SOURCE PASSAGE:
★ ★ ★ ★

Can We Overuse our Strengths? A Review of Negotiating the Therapeutic Alliance: A Relational Treatment Guide by Jeremy D. Safran and J. Christopher Muran. New York: The Guilford press, 2000. 260 pp.

Review by:
Rebecca C. Curtis, Ph.D.

Safran and Muran's book on the therapeutic alliance is a true tour de force. It bridges the chasm between theory and practice in psychotherapy by showing in detail how to heal ruptures in the relationship between patient and therapist. In describing the literature on the therapeutic alliance, the authors review psychotherapy research that is often unfamiliar to psychoanalysts. Their examination is scholarly and thorough, citing evidence that the therapeutic alliance is the most robust predictor of treatment success. The book is an excellent one for conveying much of contemporary interpersonal-relational theory without employing the mystifying jargon or questionable intervening variables used by some psychoanalysts.

★ ★ ★ ★

RECORDS PROVIDED:
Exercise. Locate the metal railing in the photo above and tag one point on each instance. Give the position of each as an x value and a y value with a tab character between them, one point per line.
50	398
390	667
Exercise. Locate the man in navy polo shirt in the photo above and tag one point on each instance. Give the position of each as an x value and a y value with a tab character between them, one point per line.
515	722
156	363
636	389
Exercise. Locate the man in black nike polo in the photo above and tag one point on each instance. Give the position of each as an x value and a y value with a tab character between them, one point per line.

★ ★ ★ ★

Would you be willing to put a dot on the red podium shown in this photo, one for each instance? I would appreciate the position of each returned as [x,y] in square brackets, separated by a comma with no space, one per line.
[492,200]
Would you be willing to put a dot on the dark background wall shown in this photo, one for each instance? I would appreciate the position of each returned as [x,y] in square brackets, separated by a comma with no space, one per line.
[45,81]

★ ★ ★ ★

WORK ORDER A:
Name every person named in the review of Safran and Muran's book on the therapeutic alliance.
WORK ORDER B:
Pick up the review of Safran and Muran's book on the therapeutic alliance after its last sentence and carry it on.

ANSWER AREA A:
Jeremy D. Safran
J. Christopher Muran
Rebecca C. Curtis

ANSWER AREA B:
Safran and Muran see the goal of treatment as “learning to constructively negotiate the need for agency vs. the need for relatedness” (p. 34). In this volume, the authors also attempt to systematize some of the central principles of relational thinking. Their ideas are influenced by experiential psychotherapy (Gestalt and client-centered), by cognitive psychotherapy, and most importantly, by relational psychoanalysis. In this respect, they provide an excellent synthesis of some important aspects of these orientations.

Consistent with their wide intellectual scope, Safran and Muran place current psychoanalytic thinking within a broad philosophical context. They hold a constructivist point of view consistent with Hoffman's (1998) “dialectical constructivism.” This position argues that one's perception of reality is always constrained by one's preconceptions, but that reality is more than simply a reflection of the perceiver's mind.